[PROBLEM REQUIREMENTS] Select every line in the entries below that contains the word "cloud", and copy each of those lines in full.

Extracted data entries
▬▬▬▬▬▬▬▬▬▬

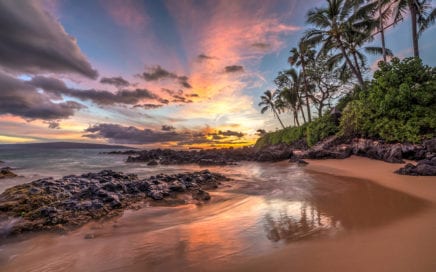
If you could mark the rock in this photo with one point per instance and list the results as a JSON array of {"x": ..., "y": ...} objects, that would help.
[
  {"x": 302, "y": 162},
  {"x": 426, "y": 167},
  {"x": 200, "y": 195},
  {"x": 89, "y": 236},
  {"x": 6, "y": 173},
  {"x": 71, "y": 201},
  {"x": 430, "y": 145},
  {"x": 152, "y": 163}
]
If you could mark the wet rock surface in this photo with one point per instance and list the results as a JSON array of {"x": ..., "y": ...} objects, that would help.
[
  {"x": 426, "y": 167},
  {"x": 60, "y": 204},
  {"x": 6, "y": 172}
]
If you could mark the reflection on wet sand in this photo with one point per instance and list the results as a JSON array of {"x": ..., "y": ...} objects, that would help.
[{"x": 265, "y": 208}]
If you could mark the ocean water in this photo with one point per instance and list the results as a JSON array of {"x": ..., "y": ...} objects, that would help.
[{"x": 266, "y": 206}]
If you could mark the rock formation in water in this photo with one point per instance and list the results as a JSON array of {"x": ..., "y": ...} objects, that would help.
[
  {"x": 6, "y": 172},
  {"x": 58, "y": 204}
]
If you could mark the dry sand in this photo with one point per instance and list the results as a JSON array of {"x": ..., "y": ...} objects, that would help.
[{"x": 408, "y": 244}]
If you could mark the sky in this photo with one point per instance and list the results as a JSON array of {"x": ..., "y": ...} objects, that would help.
[{"x": 174, "y": 73}]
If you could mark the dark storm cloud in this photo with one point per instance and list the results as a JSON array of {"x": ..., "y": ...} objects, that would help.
[
  {"x": 132, "y": 135},
  {"x": 116, "y": 81},
  {"x": 168, "y": 128},
  {"x": 158, "y": 73},
  {"x": 261, "y": 45},
  {"x": 32, "y": 41},
  {"x": 21, "y": 99},
  {"x": 234, "y": 69},
  {"x": 115, "y": 133},
  {"x": 57, "y": 88}
]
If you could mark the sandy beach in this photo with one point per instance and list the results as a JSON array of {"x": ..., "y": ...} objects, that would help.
[{"x": 408, "y": 244}]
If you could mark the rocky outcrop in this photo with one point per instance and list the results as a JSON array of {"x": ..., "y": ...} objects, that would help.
[
  {"x": 57, "y": 204},
  {"x": 6, "y": 172},
  {"x": 426, "y": 167},
  {"x": 339, "y": 148}
]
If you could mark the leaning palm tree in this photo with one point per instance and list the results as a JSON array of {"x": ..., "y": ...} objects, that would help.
[
  {"x": 332, "y": 24},
  {"x": 267, "y": 103},
  {"x": 422, "y": 15},
  {"x": 301, "y": 56}
]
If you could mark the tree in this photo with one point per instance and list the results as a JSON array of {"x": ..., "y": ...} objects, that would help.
[
  {"x": 267, "y": 103},
  {"x": 289, "y": 90},
  {"x": 327, "y": 85},
  {"x": 339, "y": 23},
  {"x": 422, "y": 15},
  {"x": 301, "y": 56}
]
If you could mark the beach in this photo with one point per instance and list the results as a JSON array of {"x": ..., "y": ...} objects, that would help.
[{"x": 404, "y": 245}]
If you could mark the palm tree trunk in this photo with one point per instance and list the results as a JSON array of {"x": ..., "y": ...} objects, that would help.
[
  {"x": 278, "y": 118},
  {"x": 302, "y": 114},
  {"x": 413, "y": 12},
  {"x": 296, "y": 118},
  {"x": 348, "y": 60},
  {"x": 382, "y": 30},
  {"x": 306, "y": 89}
]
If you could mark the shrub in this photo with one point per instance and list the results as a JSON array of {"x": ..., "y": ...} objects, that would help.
[{"x": 398, "y": 105}]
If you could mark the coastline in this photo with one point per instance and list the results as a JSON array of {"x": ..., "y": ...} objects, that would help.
[{"x": 405, "y": 245}]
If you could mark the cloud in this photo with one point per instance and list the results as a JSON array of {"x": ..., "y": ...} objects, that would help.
[
  {"x": 148, "y": 106},
  {"x": 156, "y": 73},
  {"x": 57, "y": 88},
  {"x": 116, "y": 81},
  {"x": 234, "y": 69},
  {"x": 54, "y": 124},
  {"x": 127, "y": 13},
  {"x": 231, "y": 133},
  {"x": 261, "y": 45},
  {"x": 181, "y": 99},
  {"x": 32, "y": 41},
  {"x": 131, "y": 135},
  {"x": 202, "y": 57},
  {"x": 168, "y": 128},
  {"x": 115, "y": 133},
  {"x": 21, "y": 99}
]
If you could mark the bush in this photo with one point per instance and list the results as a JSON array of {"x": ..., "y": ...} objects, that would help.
[
  {"x": 310, "y": 132},
  {"x": 399, "y": 104}
]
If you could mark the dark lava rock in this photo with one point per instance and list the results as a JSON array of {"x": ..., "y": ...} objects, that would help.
[
  {"x": 201, "y": 195},
  {"x": 7, "y": 173},
  {"x": 426, "y": 167},
  {"x": 152, "y": 163},
  {"x": 71, "y": 201}
]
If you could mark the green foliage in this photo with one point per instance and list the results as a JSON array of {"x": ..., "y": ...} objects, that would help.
[
  {"x": 320, "y": 129},
  {"x": 310, "y": 132},
  {"x": 399, "y": 104}
]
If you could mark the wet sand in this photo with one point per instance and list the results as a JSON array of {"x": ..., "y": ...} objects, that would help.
[
  {"x": 332, "y": 215},
  {"x": 408, "y": 244}
]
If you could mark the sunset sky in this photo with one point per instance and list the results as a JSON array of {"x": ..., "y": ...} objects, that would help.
[{"x": 158, "y": 73}]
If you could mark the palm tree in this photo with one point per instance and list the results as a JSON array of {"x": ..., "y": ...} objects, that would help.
[
  {"x": 422, "y": 15},
  {"x": 300, "y": 56},
  {"x": 267, "y": 103},
  {"x": 289, "y": 89},
  {"x": 336, "y": 23}
]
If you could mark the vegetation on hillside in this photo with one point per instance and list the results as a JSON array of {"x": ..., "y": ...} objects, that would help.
[{"x": 328, "y": 68}]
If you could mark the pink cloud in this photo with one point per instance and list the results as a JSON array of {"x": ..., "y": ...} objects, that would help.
[{"x": 126, "y": 13}]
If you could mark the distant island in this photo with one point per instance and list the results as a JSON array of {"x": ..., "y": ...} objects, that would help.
[{"x": 57, "y": 145}]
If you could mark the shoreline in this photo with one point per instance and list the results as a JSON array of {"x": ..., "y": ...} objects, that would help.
[{"x": 404, "y": 245}]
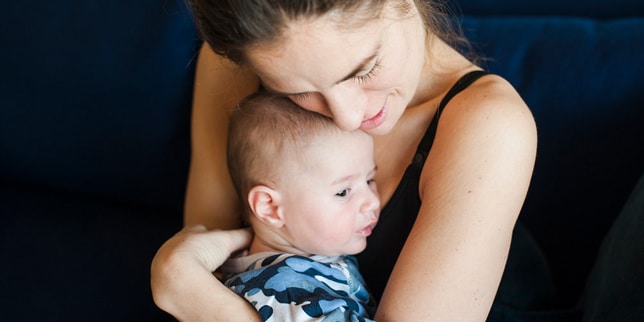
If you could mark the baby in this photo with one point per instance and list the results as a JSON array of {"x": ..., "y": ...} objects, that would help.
[{"x": 308, "y": 191}]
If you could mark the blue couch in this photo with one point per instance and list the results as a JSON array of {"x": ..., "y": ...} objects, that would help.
[{"x": 94, "y": 138}]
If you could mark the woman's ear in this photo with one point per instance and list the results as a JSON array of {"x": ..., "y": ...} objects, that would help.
[{"x": 265, "y": 205}]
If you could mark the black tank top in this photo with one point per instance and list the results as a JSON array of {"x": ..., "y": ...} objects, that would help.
[{"x": 398, "y": 216}]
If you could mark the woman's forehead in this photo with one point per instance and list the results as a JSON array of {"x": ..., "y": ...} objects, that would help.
[{"x": 319, "y": 52}]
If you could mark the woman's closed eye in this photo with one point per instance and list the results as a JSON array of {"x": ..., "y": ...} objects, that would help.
[{"x": 362, "y": 78}]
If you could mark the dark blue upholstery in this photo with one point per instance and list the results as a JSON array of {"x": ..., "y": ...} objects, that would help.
[{"x": 94, "y": 139}]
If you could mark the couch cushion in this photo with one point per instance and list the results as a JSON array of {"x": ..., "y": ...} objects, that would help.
[
  {"x": 590, "y": 9},
  {"x": 582, "y": 80},
  {"x": 95, "y": 98}
]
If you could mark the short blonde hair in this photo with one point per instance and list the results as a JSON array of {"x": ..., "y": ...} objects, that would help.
[{"x": 264, "y": 136}]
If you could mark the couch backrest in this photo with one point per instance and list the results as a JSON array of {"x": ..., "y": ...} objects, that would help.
[
  {"x": 95, "y": 98},
  {"x": 588, "y": 9}
]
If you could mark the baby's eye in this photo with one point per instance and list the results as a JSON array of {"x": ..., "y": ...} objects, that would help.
[{"x": 343, "y": 193}]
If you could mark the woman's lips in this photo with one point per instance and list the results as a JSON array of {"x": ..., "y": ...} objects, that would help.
[{"x": 374, "y": 121}]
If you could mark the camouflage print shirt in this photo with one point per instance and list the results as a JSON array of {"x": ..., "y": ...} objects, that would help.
[{"x": 287, "y": 287}]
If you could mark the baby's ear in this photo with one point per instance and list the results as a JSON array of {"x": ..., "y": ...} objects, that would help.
[{"x": 265, "y": 204}]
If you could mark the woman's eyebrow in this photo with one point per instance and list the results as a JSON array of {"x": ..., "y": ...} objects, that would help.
[{"x": 363, "y": 64}]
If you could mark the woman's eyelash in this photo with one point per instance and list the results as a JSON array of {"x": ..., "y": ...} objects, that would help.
[
  {"x": 299, "y": 97},
  {"x": 368, "y": 75}
]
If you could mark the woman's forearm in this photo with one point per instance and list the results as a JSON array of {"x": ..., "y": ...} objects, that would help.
[
  {"x": 219, "y": 86},
  {"x": 181, "y": 279}
]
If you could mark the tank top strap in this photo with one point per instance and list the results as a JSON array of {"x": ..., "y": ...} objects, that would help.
[{"x": 425, "y": 144}]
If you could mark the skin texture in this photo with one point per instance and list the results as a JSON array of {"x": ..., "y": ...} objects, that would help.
[{"x": 472, "y": 185}]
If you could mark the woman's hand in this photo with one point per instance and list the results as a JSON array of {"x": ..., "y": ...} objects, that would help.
[{"x": 181, "y": 275}]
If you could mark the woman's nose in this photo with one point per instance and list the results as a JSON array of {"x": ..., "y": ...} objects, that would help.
[{"x": 347, "y": 106}]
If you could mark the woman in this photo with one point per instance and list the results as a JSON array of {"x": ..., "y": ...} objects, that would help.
[{"x": 383, "y": 67}]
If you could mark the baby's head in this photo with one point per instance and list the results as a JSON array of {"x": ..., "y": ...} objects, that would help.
[{"x": 302, "y": 178}]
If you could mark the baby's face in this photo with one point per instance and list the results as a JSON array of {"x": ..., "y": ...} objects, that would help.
[{"x": 331, "y": 203}]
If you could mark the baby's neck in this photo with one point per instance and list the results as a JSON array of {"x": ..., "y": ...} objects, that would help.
[{"x": 260, "y": 245}]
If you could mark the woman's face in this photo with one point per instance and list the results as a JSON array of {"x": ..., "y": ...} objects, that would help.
[{"x": 362, "y": 77}]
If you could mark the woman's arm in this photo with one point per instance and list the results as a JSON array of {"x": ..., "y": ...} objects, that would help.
[
  {"x": 181, "y": 272},
  {"x": 219, "y": 86},
  {"x": 472, "y": 188},
  {"x": 182, "y": 282}
]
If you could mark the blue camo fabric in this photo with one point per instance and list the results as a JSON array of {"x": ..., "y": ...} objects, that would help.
[{"x": 287, "y": 287}]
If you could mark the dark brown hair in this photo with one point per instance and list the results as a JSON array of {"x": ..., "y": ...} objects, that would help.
[{"x": 230, "y": 27}]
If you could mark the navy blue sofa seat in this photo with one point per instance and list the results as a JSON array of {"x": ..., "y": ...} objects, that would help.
[{"x": 94, "y": 132}]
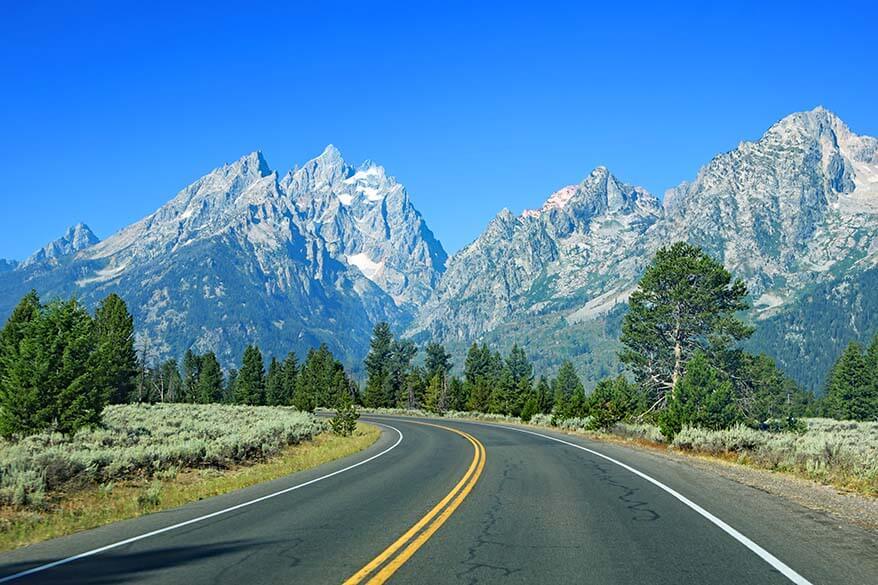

▬▬▬▬▬▬▬▬▬▬

[REPLY TO THE EXERCISE]
If you could mark the dark storm cloud in this photo with one point per instance and list the results as a JSON array of {"x": ..., "y": ...} objects, that would help.
If you could mark the cloud in this photo with one point per instance and list the results as a JSON array of {"x": ..., "y": ...} objects, that would help.
If you could mark the pink cloud in this photo with one point per instance and list the results as a JSON array of {"x": ..., "y": ...} objects, that would help.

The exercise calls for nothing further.